What to do
- A) According to the scurvy article below, which university conducted the study finding that the disease still occurs in Canada?
- B) What results of scurvy does the scurvy article below list?
- C) Extend the article on scurvy in Canada below, picking up after its final sentence.

Selected passage
TORONTO -- Scurvy, a disease caused by vitamin C deficiency and commonly associated with historical ocean voyages, is still found in Canada today according to a study by the University of McMaster.

The disease is often associated with fifteenth and sixteenth-century pirates and cross-Atlantic voyages, when people aboard ships for long periods of time would have limited or no access to fresh produce and vegetables.

Early Canadian explorers and settlers suffered from scurvy during harsh winters and relied on Indigenous people’s knowledge of traditional, natural medicine – in particular, a tea made from cedar and other coniferous trees contained enough vitamin C to treat and stave off the disease.

Scurvy can result in bruising, weakness, anemia, gum disease, hemorrhages, tooth loss and even death if undiagnosed and untreated, according to a statement on the study released in January.

Dataset extract

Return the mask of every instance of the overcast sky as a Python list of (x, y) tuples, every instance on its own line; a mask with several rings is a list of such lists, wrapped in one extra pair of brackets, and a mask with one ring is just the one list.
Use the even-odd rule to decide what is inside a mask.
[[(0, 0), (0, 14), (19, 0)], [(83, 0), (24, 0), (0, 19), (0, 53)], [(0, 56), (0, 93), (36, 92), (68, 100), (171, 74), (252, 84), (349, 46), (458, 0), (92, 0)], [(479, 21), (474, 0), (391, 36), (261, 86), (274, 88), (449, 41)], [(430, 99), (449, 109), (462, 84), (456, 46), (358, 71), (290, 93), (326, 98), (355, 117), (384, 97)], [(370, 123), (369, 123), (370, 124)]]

Responses per task
- A) The University of McMaster.

- B) Bruising, weakness, anemia, gum disease, hemorrhages, tooth loss and death.

- C)
The disease has “a lot of non-specific symptoms and as healthcare practitioners if we’re not thinking of scurvy as a diagnosis it can be easy to miss,” said first author of the study Dr. Kayla Dadgar on CTV’s Your Morning Monday. “You really have to take a detailed history and ask the patient about their nutritional status.”

Researchers from the university studied patient data from Hamilton’s two hospital systems over nine years and found 52 cases of low vitamin C levels in patients, which included 13 patients who could be diagnosed as having scurvy, and another 39 patients who tested positive for scurvy but were asymptomatic.

“Scurvy is seen as a disease irrelevant to the modern world, but it still exists, and clinicians caring for at-risk patients should be aware of it and know how to diagnose it,” said senior author of the study and associate professor of medicine at McMaster University John Neary in the release.

Among some patients diagnosed with scurvy, some cases were related to alcohol use or bariatric surgery, but the majority were related to malnutrition issues; such as persistent vomiting, dietary restrictions, mental illness, social isolation and dependence on others for food, according to the statement.

“Scurvy should be a ‘never event’ in a healthy society,” Dadgar said in the release. “That it still occurs in Canada in our time indicates that we are not supporting vulnerable people as we should.”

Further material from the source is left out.